EXTRACTED ENTRIES:
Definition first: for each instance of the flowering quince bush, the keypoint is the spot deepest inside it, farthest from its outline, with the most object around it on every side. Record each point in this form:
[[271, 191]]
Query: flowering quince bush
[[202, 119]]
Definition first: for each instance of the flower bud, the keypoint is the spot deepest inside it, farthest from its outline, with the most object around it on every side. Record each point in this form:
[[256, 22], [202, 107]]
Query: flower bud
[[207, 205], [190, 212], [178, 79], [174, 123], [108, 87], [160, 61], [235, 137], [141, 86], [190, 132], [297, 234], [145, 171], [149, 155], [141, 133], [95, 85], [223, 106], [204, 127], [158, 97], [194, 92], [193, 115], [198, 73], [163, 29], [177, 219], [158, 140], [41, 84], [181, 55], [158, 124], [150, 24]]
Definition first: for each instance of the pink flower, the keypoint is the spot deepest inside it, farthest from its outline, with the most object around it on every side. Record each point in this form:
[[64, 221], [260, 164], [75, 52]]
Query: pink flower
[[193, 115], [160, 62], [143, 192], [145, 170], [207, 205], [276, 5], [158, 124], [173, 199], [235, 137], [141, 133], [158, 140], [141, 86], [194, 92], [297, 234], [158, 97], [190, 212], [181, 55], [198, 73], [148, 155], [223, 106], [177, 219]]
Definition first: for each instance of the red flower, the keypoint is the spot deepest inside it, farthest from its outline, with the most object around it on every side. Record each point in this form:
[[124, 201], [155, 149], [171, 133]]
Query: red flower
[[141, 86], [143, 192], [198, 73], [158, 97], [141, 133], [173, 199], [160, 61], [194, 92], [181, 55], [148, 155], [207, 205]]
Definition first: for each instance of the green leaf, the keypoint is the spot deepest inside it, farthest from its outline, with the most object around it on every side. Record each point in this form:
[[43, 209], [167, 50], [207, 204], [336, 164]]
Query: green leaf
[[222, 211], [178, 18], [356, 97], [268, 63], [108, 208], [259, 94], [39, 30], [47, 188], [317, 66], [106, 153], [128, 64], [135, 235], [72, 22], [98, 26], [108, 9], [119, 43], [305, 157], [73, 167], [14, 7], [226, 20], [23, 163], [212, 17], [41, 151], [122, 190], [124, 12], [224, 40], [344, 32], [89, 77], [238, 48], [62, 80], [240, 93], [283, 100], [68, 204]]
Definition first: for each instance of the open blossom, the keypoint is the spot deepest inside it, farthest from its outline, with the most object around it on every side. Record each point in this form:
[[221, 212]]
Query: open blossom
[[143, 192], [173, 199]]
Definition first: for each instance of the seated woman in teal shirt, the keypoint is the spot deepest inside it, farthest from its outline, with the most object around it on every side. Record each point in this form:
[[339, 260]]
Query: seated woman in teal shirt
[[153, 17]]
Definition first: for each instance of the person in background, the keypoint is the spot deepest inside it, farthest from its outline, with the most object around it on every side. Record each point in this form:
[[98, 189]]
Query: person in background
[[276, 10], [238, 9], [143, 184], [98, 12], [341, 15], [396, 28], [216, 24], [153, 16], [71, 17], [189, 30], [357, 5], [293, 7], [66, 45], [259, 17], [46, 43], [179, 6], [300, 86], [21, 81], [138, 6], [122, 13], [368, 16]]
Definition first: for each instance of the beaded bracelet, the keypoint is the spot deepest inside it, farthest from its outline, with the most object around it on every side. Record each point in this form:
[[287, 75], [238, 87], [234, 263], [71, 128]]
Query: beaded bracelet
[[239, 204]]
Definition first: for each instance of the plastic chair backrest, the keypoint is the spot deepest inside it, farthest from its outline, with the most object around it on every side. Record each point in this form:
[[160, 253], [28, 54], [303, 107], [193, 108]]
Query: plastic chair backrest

EXERCISE AIM: Output every line of the items above as a JSON list of strings, one string per line, with blank lines left out.

IN RESPONSE:
[
  "Definition first: for each instance of the flowering quince bush, the keypoint is the spot deepest inside it, farthest from its outline, with the most object around it on every side. Record each point in this form:",
  "[[271, 191]]",
  "Query: flowering quince bush",
  "[[202, 119]]",
  "Definition first: for each instance of the flower bud, the keypoint is the spot deepest inside it, farthest from its outline, with the most object around it on every side. Record each point in this form:",
  "[[256, 22], [202, 107]]",
  "Query: flower bud",
  "[[207, 205], [190, 212], [178, 79], [174, 123], [108, 87], [160, 61], [235, 137], [141, 86], [190, 132], [297, 234], [145, 171], [149, 155], [141, 133], [95, 85], [223, 106], [204, 127], [158, 97], [194, 92], [193, 115], [198, 73], [163, 29], [177, 219], [158, 140], [41, 84], [181, 55], [158, 124], [150, 24]]",
  "Definition first: for each instance of the pink flower, the keypoint is the spot deepest inside it, farthest from its outline, with the most object around it on every side. Record each point in this form:",
  "[[64, 221], [260, 164], [75, 52]]",
  "Query: pink flower",
  "[[193, 115], [160, 62], [143, 192], [145, 170], [207, 205], [276, 5], [158, 124], [173, 199], [235, 137], [141, 133], [158, 140], [141, 86], [194, 92], [297, 234], [158, 97], [190, 212], [181, 55], [198, 73], [148, 155], [223, 106], [177, 219]]",
  "Definition first: for each instance of the red flower, the keypoint is the spot deepest inside it, farthest from its outline, with the most object around it on every side. Record each point in this form:",
  "[[124, 201], [155, 149], [171, 133]]",
  "Query: red flower",
  "[[141, 86], [143, 192], [198, 73], [158, 97], [141, 133], [173, 199], [160, 61], [194, 92], [181, 55], [148, 155], [207, 205]]",
  "Definition first: for each instance of the green leaf, the keypoint is the spot deepest inside it, farthest from its outline, with the most object around it on every side. Record each point in this form:",
  "[[43, 209], [167, 50], [207, 204], [336, 164]]",
  "Query: green leaf",
  "[[222, 211], [178, 18], [356, 97], [268, 63], [108, 208], [259, 94], [39, 30], [47, 188], [317, 66], [106, 153], [128, 64], [135, 235], [72, 22], [98, 26], [108, 9], [119, 43], [305, 157], [73, 167], [14, 7], [226, 20], [23, 163], [212, 17], [41, 151], [122, 190], [124, 12], [224, 40], [344, 32], [89, 77], [238, 48], [62, 80], [240, 93], [283, 100], [68, 204]]",
  "Definition first: for each instance of the open blossom, the keypoint is the spot deepest inside it, farthest from its outline, with the most object around it on every side. Record each point in this form:",
  "[[221, 212]]",
  "Query: open blossom",
  "[[143, 192], [173, 199]]",
  "Definition first: for each instance of the seated woman in teal shirt, the keypoint is the spot deepest inside it, farthest from its outline, with the most object around it on every side. Record each point in this form:",
  "[[339, 260]]",
  "Query: seated woman in teal shirt",
  "[[153, 17]]",
  "Definition first: for each instance of the person in background, the keypoint is the spot deepest inside it, farthest from its outline, with the most object around it on every side. Record each point in this form:",
  "[[98, 189]]",
  "Query: person in background",
  "[[276, 10], [238, 9], [143, 184], [98, 12], [341, 15], [396, 28], [216, 24], [153, 16], [71, 17], [189, 30], [357, 5], [293, 7], [66, 45], [259, 17], [46, 43], [179, 6], [300, 86], [21, 81], [138, 6], [122, 13], [368, 16]]",
  "Definition first: for each instance of the beaded bracelet, the keypoint is the spot deepest inside it, farthest from its outline, with the most object around it on every side. Record each point in this form:",
  "[[287, 75], [238, 87], [234, 263], [71, 128]]",
  "Query: beaded bracelet",
  "[[239, 204]]",
  "Definition first: for each instance of the plastic chair backrest, the keypoint is the spot deepest inside it, farthest from its outline, with the most object around it on every side. Record each point in this form:",
  "[[160, 253], [28, 54], [303, 107], [193, 108]]",
  "Query: plastic chair backrest"
]